* Begin *
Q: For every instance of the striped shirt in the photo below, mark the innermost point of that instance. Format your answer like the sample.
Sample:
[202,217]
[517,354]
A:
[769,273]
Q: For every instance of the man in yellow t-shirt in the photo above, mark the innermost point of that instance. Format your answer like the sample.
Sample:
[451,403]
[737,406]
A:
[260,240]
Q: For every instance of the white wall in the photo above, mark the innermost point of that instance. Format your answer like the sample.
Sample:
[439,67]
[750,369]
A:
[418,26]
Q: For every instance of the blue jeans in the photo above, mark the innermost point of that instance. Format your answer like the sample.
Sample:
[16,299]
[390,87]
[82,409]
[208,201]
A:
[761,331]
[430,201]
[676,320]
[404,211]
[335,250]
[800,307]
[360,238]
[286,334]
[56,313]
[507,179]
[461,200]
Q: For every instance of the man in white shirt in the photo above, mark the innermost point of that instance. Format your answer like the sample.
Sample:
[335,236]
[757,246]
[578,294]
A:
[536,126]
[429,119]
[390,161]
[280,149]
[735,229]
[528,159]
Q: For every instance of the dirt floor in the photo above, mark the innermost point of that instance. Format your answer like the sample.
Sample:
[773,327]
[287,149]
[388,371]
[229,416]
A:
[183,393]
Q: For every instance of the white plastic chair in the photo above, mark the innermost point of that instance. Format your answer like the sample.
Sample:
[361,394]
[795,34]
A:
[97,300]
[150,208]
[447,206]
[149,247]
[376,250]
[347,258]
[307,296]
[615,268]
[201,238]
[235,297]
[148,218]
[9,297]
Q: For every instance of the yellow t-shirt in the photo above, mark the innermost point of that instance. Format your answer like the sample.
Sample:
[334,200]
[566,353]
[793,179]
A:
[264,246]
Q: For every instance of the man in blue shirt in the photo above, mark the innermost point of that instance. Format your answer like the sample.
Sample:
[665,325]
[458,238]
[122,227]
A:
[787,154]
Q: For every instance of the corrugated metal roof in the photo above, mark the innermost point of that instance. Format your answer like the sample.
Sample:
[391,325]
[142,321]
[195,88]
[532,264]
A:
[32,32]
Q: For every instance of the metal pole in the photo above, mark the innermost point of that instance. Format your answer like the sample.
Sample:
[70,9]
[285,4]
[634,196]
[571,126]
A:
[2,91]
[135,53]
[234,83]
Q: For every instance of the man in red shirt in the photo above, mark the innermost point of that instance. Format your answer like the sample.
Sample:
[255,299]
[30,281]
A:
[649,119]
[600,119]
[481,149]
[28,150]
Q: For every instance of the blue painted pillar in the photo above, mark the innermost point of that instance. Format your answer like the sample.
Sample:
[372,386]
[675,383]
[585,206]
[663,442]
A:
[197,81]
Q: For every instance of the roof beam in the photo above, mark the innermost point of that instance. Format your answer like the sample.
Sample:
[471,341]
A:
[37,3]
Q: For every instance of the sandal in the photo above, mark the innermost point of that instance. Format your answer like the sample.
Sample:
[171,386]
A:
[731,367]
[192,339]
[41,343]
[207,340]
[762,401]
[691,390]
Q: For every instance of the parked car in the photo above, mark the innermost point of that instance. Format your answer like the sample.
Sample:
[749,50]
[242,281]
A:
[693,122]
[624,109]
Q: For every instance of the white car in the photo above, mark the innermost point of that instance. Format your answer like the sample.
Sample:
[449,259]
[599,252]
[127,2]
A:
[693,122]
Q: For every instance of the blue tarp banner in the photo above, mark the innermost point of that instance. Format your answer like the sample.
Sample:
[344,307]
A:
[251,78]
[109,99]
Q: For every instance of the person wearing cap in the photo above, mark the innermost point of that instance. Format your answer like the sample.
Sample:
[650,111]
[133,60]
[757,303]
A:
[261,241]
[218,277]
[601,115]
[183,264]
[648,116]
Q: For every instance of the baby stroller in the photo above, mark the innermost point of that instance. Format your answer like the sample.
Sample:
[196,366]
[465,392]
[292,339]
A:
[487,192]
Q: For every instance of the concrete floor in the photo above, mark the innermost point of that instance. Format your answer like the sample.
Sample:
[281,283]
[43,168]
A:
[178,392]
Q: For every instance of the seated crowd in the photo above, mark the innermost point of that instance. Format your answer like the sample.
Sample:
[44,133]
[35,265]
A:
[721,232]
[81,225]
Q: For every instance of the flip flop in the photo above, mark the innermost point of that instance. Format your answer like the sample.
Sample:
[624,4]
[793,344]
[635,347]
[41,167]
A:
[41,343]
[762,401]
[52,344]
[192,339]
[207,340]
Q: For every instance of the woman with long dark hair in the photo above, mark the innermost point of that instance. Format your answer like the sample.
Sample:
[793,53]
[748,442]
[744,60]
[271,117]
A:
* End *
GIVEN TASK: Print the whole listing exactly as it is.

TASK OUTPUT:
Q: For every instance of the striped shirt in the photo below, mark the innermost point of that instance. Format your answer like the sample.
Sample:
[202,217]
[517,354]
A:
[769,273]
Q: For every instance of the man in yellow t-shirt in the photo above, mark the innermost point of that instance. Format your answer like the sample.
Sample:
[451,403]
[737,406]
A:
[260,240]
Q: For every instance of the white wall in the photo above, mark the innermost point of that instance. Format your answer like the sample.
Sample:
[439,67]
[750,369]
A:
[418,26]
Q: For every instance of the blue jeans in the photo above, mark the innermost point of that instance. Format your answer like the sample.
Sample:
[16,299]
[390,87]
[82,409]
[208,201]
A:
[761,331]
[430,201]
[676,320]
[404,211]
[335,250]
[800,307]
[360,238]
[286,334]
[56,313]
[507,179]
[461,200]
Q: For every instance of the man in white shirt in the photo above, mark the innermost point of that instance. Format your answer like the sample.
Sample:
[335,236]
[757,246]
[578,294]
A:
[536,126]
[429,119]
[390,161]
[280,149]
[735,229]
[528,159]
Q: For every instance of the dirt floor in the photo above, mark the innermost point of that instance. Format your answer like the sample.
Sample:
[773,327]
[287,149]
[388,371]
[229,416]
A:
[183,393]
Q: For every instance of the white plastic chair in the photo above, mark the innermost point of that instance. Format your answer like the sample.
Sample:
[361,394]
[795,34]
A:
[97,300]
[150,208]
[447,206]
[149,247]
[376,250]
[347,258]
[307,296]
[615,268]
[201,238]
[235,297]
[148,218]
[9,297]
Q: For every instance of the yellow t-shirt in the photo above, mark the innermost point of that instance. Format your answer like the sample.
Sample:
[334,200]
[566,353]
[793,179]
A:
[264,246]
Q: For every instance of the man in blue shirt in the photo above, mark the innermost point of that instance. Format your answer like the sample.
Sample:
[665,325]
[458,238]
[122,227]
A:
[787,154]
Q: For every instance of the corrugated metal roof in the photo above, mark the innermost point of that instance. Format your answer like the sample.
Sample:
[391,325]
[142,321]
[195,88]
[532,264]
A:
[32,32]
Q: For every instance of the metal pole in the photo above, mark the innermost point of that instance. Format your answer like the sample.
Sample:
[70,9]
[285,4]
[634,196]
[571,126]
A:
[2,91]
[135,53]
[234,83]
Q: For every instance of the man in red shirt in the photo above, mark the innermost point of that instance. Format your answer like the sample.
Sample:
[255,299]
[30,281]
A:
[649,119]
[600,119]
[481,149]
[28,150]
Q: For every instance of the blue painted pillar in the photo above, mark the innermost point of that instance. Format your answer like the sample.
Sample:
[372,386]
[675,383]
[585,206]
[663,442]
A:
[197,81]
Q: For every instance of the roof beam in the photo above, mark the innermost point of that instance. Format your answer like the sample.
Sample:
[471,341]
A:
[37,3]
Q: For every instance of the sandal in the photo above, mark the innermost point of that instance. Format your answer like the sample.
Sample:
[171,386]
A:
[731,367]
[192,339]
[41,343]
[207,340]
[762,401]
[691,390]
Q: For every instance of the parked car in the photo above, mark the innermost point of that instance. Format your answer like the sample.
Sample:
[749,50]
[242,281]
A:
[693,122]
[624,109]
Q: For every instance of the white car in the photo above, mark the innermost point of that instance. Format your answer like the sample.
Sample:
[449,259]
[599,252]
[127,2]
A:
[693,122]
Q: For every instance of the blue tarp banner in the photo above, mark the innermost point of that instance. Format your answer like the sample.
Sample:
[344,307]
A:
[251,78]
[109,99]
Q: For every instance of the person wearing cap in the photo above, mark the innermost point of that instance. Format your answer like the sample.
Sample:
[650,111]
[133,60]
[757,303]
A:
[261,241]
[218,277]
[601,115]
[183,264]
[648,116]
Q: For every instance of the baby stroller in the photo above, mark the innermost point of that instance. Format your answer like the sample.
Sample:
[196,366]
[465,392]
[292,339]
A:
[487,192]
Q: For every instance of the concrete floor in the photo above, mark the innermost point of that instance. Format your answer like the sample.
Sample:
[281,283]
[43,168]
A:
[178,392]
Q: For every instance of the seated crowd in the photo above, mark the innermost point of that instance. Format your answer like the sample.
Sample:
[44,133]
[35,265]
A:
[721,232]
[81,225]
Q: For every instance of the flip flop in the photo above, mark the innermost point of that instance. Format your answer like the sample.
Sample:
[624,4]
[793,344]
[635,347]
[41,167]
A:
[41,343]
[762,401]
[52,344]
[192,339]
[207,340]
Q: For every instance of the woman with long dark hair in the photo above, mark the innermost point of that instance. Format your answer like the sample.
Sample:
[793,53]
[748,442]
[744,60]
[271,117]
A:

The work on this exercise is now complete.